§ PROVIDED RECORDS:
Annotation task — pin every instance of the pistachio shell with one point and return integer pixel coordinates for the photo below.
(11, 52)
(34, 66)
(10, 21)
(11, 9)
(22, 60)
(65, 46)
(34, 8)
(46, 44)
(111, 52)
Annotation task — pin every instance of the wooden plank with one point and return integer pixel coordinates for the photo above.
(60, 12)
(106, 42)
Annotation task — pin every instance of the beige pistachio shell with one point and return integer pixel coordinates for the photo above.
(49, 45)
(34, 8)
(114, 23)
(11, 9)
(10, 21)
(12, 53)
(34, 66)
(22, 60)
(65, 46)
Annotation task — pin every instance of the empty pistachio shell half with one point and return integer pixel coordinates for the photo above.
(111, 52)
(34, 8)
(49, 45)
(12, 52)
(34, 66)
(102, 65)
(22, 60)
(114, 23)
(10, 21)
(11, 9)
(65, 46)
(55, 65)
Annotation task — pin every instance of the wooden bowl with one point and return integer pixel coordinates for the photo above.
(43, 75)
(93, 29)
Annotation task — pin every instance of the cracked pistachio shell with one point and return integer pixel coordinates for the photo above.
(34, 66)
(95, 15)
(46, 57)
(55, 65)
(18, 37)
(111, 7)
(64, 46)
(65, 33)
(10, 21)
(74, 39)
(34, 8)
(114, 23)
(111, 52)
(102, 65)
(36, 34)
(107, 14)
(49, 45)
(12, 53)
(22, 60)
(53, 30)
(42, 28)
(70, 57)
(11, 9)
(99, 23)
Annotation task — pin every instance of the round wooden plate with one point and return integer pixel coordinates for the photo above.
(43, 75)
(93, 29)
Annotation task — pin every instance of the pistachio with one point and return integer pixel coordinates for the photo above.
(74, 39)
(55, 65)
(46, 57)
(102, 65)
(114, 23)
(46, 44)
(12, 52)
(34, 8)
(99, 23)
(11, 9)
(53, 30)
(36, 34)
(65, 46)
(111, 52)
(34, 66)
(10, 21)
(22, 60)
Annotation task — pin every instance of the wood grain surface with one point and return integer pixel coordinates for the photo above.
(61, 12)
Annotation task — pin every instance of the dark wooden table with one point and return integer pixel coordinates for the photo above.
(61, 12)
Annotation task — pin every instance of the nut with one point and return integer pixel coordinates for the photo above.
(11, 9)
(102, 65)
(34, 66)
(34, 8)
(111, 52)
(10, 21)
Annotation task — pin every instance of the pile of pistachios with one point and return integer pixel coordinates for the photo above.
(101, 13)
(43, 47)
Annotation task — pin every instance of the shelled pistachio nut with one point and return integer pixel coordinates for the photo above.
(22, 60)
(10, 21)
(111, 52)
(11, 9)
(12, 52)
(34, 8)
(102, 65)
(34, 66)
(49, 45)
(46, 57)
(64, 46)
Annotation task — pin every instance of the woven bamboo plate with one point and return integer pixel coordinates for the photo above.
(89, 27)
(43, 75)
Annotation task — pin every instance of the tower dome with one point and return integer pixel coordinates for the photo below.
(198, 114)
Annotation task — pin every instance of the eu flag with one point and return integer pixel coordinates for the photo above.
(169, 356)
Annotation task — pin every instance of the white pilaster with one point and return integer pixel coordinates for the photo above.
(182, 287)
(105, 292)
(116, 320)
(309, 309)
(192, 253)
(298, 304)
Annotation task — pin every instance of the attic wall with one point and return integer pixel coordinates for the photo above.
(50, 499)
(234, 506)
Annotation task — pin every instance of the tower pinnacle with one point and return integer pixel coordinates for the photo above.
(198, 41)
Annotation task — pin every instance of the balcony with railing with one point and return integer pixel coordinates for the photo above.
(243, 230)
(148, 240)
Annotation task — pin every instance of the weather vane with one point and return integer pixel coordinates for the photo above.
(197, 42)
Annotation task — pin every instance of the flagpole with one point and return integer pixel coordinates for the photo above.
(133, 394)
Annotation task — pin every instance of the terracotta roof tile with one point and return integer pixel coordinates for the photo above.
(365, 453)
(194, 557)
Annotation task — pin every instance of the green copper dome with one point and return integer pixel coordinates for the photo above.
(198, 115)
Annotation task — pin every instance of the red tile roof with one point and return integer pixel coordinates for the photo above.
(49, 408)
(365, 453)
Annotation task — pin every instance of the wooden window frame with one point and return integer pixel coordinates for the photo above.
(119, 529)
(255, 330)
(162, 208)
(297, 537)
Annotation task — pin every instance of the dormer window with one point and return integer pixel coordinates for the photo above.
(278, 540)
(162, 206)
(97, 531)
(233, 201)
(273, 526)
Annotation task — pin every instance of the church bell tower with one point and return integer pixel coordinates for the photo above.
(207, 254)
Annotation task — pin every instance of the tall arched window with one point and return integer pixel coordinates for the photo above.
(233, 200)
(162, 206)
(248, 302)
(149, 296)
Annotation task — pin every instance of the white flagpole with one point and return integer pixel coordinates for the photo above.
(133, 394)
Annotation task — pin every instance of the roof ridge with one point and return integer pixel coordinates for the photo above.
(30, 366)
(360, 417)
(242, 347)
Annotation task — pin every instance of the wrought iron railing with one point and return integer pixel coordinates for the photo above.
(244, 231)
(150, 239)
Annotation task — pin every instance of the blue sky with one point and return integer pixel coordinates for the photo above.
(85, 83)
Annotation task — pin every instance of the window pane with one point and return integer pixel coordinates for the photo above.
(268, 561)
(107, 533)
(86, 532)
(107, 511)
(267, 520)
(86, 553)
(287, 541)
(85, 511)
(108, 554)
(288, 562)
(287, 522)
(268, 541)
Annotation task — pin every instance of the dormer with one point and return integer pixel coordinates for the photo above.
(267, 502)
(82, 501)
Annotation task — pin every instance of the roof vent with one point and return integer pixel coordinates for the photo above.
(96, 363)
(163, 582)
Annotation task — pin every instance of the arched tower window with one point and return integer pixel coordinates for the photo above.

§ EXERCISE REQUIREMENTS: Pull out each record as written and restate it exactly.

§ THE ANSWER:
Annotation task — pin every instance of the pistachio shell with one point and return integer pixel coordinates for the photo below.
(11, 52)
(34, 66)
(10, 21)
(11, 9)
(22, 60)
(65, 46)
(34, 8)
(46, 44)
(111, 52)
Annotation task — pin every instance of the wooden plank with one point and return integer pixel coordinates for the photo above.
(60, 12)
(106, 42)
Annotation task — pin every instance of the beige pistachio shell with one point and return integer pixel coordinates for the photo above.
(49, 45)
(34, 8)
(114, 23)
(11, 9)
(10, 21)
(12, 53)
(34, 66)
(22, 60)
(65, 46)
Annotation task — pin every instance of the empty pistachio shell half with one point and return integer pixel coordinates for the photo above.
(111, 52)
(34, 8)
(49, 45)
(12, 52)
(34, 66)
(102, 65)
(22, 60)
(114, 23)
(10, 21)
(11, 9)
(65, 46)
(55, 65)
Annotation task — pin every instance of the wooden bowl with one point and return integer pixel coordinates for the photo above.
(43, 75)
(93, 29)
Annotation task — pin every instance of the cracked pistachio shell with one point and return integer pixel coordinates for the photo above.
(34, 66)
(95, 15)
(46, 57)
(55, 65)
(18, 37)
(111, 7)
(64, 46)
(65, 33)
(10, 21)
(74, 39)
(34, 8)
(114, 23)
(111, 52)
(102, 65)
(36, 34)
(107, 14)
(49, 45)
(12, 53)
(22, 60)
(53, 30)
(42, 28)
(70, 57)
(11, 9)
(99, 23)
Annotation task — pin every instance of the round wooden plate with one point and return integer pixel coordinates for the photo above.
(43, 75)
(93, 29)
Annotation task — pin every instance of the pistachio with one point and return integer pixel coordinates for the photo above.
(74, 39)
(55, 65)
(46, 57)
(102, 65)
(114, 23)
(46, 44)
(12, 52)
(34, 8)
(99, 23)
(11, 9)
(53, 30)
(36, 34)
(65, 46)
(111, 52)
(34, 66)
(10, 21)
(22, 60)
Annotation task — pin every instance of the wood grain surface with one point and return integer pixel coordinates for the photo above.
(61, 12)
Annotation task — pin every instance of the dark wooden table with one point and return integer pixel coordinates for the photo above.
(61, 12)
Annotation task — pin every instance of the nut with one point and return integer pixel coordinates for the photo above.
(11, 9)
(102, 65)
(34, 66)
(34, 8)
(111, 52)
(10, 21)
Annotation task — pin every instance of the pile of pistachios with one point and return integer pixel coordinates for the photo above.
(101, 13)
(43, 47)
Annotation task — pin every instance of the shelled pistachio nut with one point and return integer pixel coordinates for the photo above.
(22, 60)
(10, 21)
(111, 52)
(11, 9)
(12, 52)
(34, 8)
(102, 65)
(34, 66)
(49, 45)
(46, 57)
(64, 46)
Annotation task — pin every instance of the woven bamboo plate with one point and return integer pixel coordinates for the photo above.
(89, 27)
(43, 75)
Annotation task — pin every instance of the tower dome with one point and return integer pixel coordinates for the photo below.
(198, 114)
Annotation task — pin every instance of the eu flag with one point and return integer pixel coordinates for the photo above.
(169, 356)
Annotation task — pin every instance of the white pilaster with one point and return integer pixel coordinates for the photo above.
(182, 287)
(105, 292)
(116, 320)
(309, 309)
(192, 253)
(298, 304)
Annotation task — pin every instance of the attic wall with one point and return integer pixel coordinates for the photo above.
(50, 499)
(234, 506)
Annotation task — pin every instance of the tower pinnacle with one point and return integer pixel coordinates for the photo above.
(198, 41)
Annotation task — pin every instance of the balcony with railing with one point and return integer pixel coordinates for the photo above.
(243, 230)
(148, 240)
Annotation task — pin every instance of the weather vane with one point and return integer pixel coordinates for the photo above.
(197, 42)
Annotation task — pin every instance of the flagpole with one point and return integer pixel coordinates for the photo above.
(133, 394)
Annotation task — pin every instance of the terracotta roof tile with one point and return integer pixel coordinates for the photo above.
(365, 453)
(194, 557)
Annotation task — pin every instance of the green copper dome with one point and return integer pixel coordinates for the photo above.
(198, 115)
Annotation task — pin every instance of the red tile roof with one point and return integer pixel coordinates for the photo above.
(49, 408)
(365, 453)
Annotation task — pin every instance of the wooden window frame with one point and return integer pixel coordinates for the photo above.
(119, 529)
(255, 330)
(162, 208)
(297, 537)
Annotation task — pin every instance of the dormer window with one point and return integer pixel coordinates for the photo above.
(278, 540)
(162, 206)
(97, 531)
(233, 201)
(273, 526)
Annotation task — pin every instance of the church bell tower with one point and return integer pixel coordinates for the photo above.
(207, 254)
Annotation task — pin every instance of the tall arched window with one point and return integer pixel coordinates for the photo above.
(233, 200)
(162, 206)
(248, 302)
(149, 296)
Annotation task — pin every instance of the white flagpole with one point and return integer pixel coordinates for the photo above.
(133, 394)
Annotation task — pin every instance of the roof ridge with one point and return integer pixel coordinates for the photo above.
(30, 366)
(360, 417)
(242, 347)
Annotation task — pin every instance of the wrought iron railing with one point and return integer pixel coordinates for the photo above.
(244, 231)
(150, 239)
Annotation task — pin every instance of the blue sky with one point and return integer pixel coordinates for the photo above.
(85, 83)
Annotation task — pin every instance of the window pane with one point and return integer pixel coordinates for the photo above.
(268, 561)
(107, 533)
(86, 532)
(107, 511)
(267, 520)
(86, 553)
(287, 541)
(85, 511)
(108, 554)
(288, 562)
(287, 522)
(268, 541)
Annotation task — pin every instance of the dormer with one point and return integer pixel coordinates for the photo above.
(267, 502)
(82, 501)
Annotation task — pin every instance of the roof vent with one point and return integer pixel coordinates for the photo above.
(96, 363)
(163, 582)
Annotation task — pin every instance of the arched tower window with one point and return integer pixel coordinates for the photo above.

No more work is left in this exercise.